"""

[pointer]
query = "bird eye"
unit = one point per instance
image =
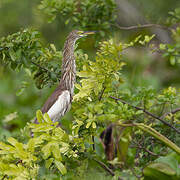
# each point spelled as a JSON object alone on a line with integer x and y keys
{"x": 80, "y": 32}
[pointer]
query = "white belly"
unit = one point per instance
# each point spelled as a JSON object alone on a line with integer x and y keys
{"x": 60, "y": 107}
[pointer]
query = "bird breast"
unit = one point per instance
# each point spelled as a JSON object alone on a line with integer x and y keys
{"x": 60, "y": 107}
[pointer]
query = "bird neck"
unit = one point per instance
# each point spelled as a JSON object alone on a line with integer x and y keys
{"x": 68, "y": 76}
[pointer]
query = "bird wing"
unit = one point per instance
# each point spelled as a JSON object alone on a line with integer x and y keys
{"x": 60, "y": 106}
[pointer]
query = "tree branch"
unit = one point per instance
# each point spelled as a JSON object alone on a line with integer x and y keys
{"x": 172, "y": 112}
{"x": 101, "y": 93}
{"x": 105, "y": 167}
{"x": 148, "y": 151}
{"x": 141, "y": 26}
{"x": 147, "y": 112}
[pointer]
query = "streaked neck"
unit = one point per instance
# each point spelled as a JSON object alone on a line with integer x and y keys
{"x": 68, "y": 76}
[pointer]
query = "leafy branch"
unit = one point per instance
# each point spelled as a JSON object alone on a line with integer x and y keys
{"x": 147, "y": 112}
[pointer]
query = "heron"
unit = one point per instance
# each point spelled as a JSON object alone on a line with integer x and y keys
{"x": 59, "y": 102}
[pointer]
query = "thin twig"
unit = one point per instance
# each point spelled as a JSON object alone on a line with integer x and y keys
{"x": 101, "y": 93}
{"x": 141, "y": 26}
{"x": 105, "y": 167}
{"x": 138, "y": 177}
{"x": 43, "y": 68}
{"x": 148, "y": 151}
{"x": 147, "y": 112}
{"x": 172, "y": 112}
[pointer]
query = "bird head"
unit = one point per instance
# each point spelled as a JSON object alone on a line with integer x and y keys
{"x": 76, "y": 34}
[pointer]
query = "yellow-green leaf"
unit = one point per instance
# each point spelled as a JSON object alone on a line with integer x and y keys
{"x": 61, "y": 167}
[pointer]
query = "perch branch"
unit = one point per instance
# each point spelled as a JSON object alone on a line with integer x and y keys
{"x": 105, "y": 167}
{"x": 147, "y": 112}
{"x": 141, "y": 26}
{"x": 172, "y": 112}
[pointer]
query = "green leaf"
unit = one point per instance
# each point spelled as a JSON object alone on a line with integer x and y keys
{"x": 61, "y": 167}
{"x": 49, "y": 162}
{"x": 47, "y": 118}
{"x": 157, "y": 171}
{"x": 39, "y": 116}
{"x": 56, "y": 152}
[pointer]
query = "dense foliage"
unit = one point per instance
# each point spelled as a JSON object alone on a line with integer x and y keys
{"x": 115, "y": 130}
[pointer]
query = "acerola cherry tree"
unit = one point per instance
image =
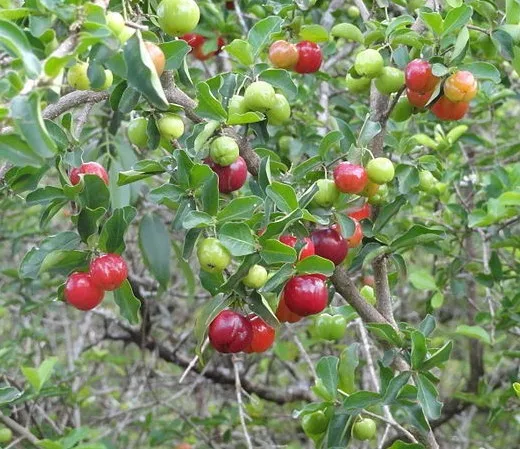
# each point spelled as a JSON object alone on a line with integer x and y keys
{"x": 282, "y": 224}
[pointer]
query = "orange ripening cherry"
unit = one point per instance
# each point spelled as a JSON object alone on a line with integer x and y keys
{"x": 283, "y": 54}
{"x": 419, "y": 76}
{"x": 263, "y": 335}
{"x": 461, "y": 86}
{"x": 448, "y": 110}
{"x": 418, "y": 99}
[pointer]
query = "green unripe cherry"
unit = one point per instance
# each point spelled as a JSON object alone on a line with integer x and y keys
{"x": 256, "y": 277}
{"x": 280, "y": 113}
{"x": 171, "y": 126}
{"x": 390, "y": 80}
{"x": 369, "y": 63}
{"x": 260, "y": 96}
{"x": 213, "y": 256}
{"x": 357, "y": 85}
{"x": 77, "y": 76}
{"x": 137, "y": 132}
{"x": 115, "y": 22}
{"x": 380, "y": 170}
{"x": 327, "y": 193}
{"x": 224, "y": 151}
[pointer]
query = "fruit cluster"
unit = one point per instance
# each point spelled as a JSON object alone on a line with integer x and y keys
{"x": 304, "y": 57}
{"x": 85, "y": 291}
{"x": 368, "y": 65}
{"x": 451, "y": 101}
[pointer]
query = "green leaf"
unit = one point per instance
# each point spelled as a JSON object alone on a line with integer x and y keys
{"x": 208, "y": 106}
{"x": 427, "y": 395}
{"x": 64, "y": 262}
{"x": 260, "y": 34}
{"x": 439, "y": 357}
{"x": 239, "y": 209}
{"x": 274, "y": 252}
{"x": 361, "y": 400}
{"x": 422, "y": 280}
{"x": 241, "y": 50}
{"x": 314, "y": 33}
{"x": 419, "y": 349}
{"x": 16, "y": 41}
{"x": 457, "y": 18}
{"x": 283, "y": 196}
{"x": 395, "y": 386}
{"x": 111, "y": 239}
{"x": 315, "y": 264}
{"x": 9, "y": 394}
{"x": 237, "y": 238}
{"x": 483, "y": 71}
{"x": 475, "y": 332}
{"x": 26, "y": 114}
{"x": 128, "y": 304}
{"x": 141, "y": 73}
{"x": 327, "y": 372}
{"x": 31, "y": 263}
{"x": 282, "y": 80}
{"x": 385, "y": 332}
{"x": 154, "y": 242}
{"x": 175, "y": 52}
{"x": 387, "y": 212}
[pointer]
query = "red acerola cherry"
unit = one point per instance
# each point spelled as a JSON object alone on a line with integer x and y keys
{"x": 355, "y": 239}
{"x": 88, "y": 168}
{"x": 284, "y": 315}
{"x": 362, "y": 213}
{"x": 419, "y": 76}
{"x": 230, "y": 332}
{"x": 449, "y": 110}
{"x": 81, "y": 292}
{"x": 330, "y": 244}
{"x": 263, "y": 335}
{"x": 306, "y": 295}
{"x": 194, "y": 40}
{"x": 306, "y": 251}
{"x": 108, "y": 272}
{"x": 350, "y": 178}
{"x": 418, "y": 99}
{"x": 231, "y": 177}
{"x": 309, "y": 57}
{"x": 198, "y": 51}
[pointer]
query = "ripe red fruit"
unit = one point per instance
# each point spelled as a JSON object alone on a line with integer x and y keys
{"x": 305, "y": 295}
{"x": 194, "y": 40}
{"x": 419, "y": 76}
{"x": 283, "y": 54}
{"x": 309, "y": 57}
{"x": 350, "y": 178}
{"x": 355, "y": 239}
{"x": 232, "y": 177}
{"x": 198, "y": 51}
{"x": 263, "y": 335}
{"x": 330, "y": 244}
{"x": 461, "y": 86}
{"x": 448, "y": 110}
{"x": 363, "y": 212}
{"x": 81, "y": 292}
{"x": 230, "y": 332}
{"x": 88, "y": 168}
{"x": 284, "y": 315}
{"x": 418, "y": 99}
{"x": 306, "y": 251}
{"x": 108, "y": 272}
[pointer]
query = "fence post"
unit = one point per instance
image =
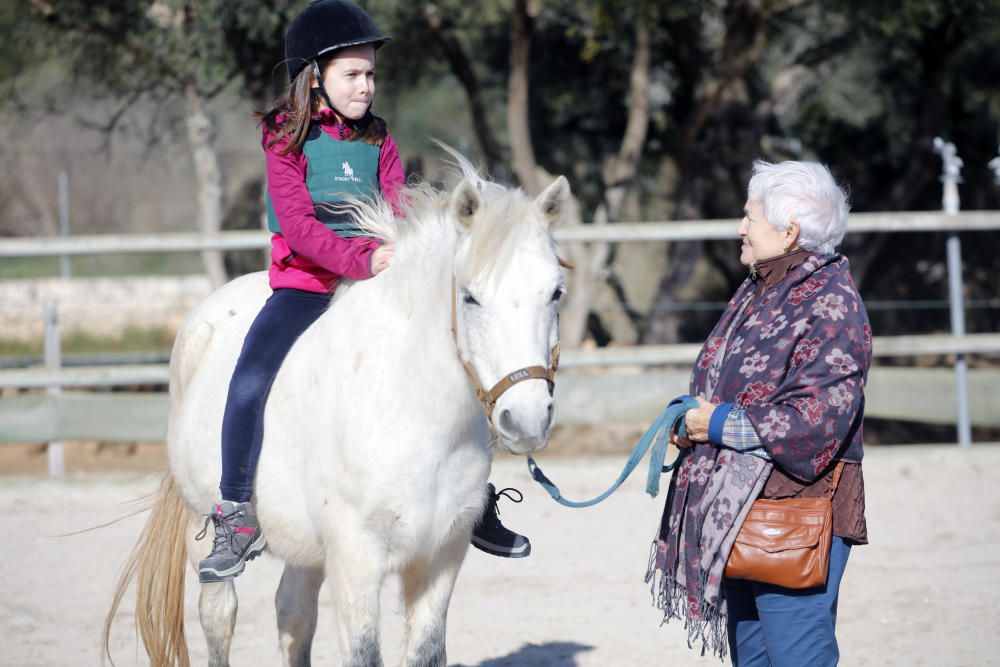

"""

Exercise directions |
Please count the lines in the items that contain the word "tree" and reply with that number alone.

Correct output |
2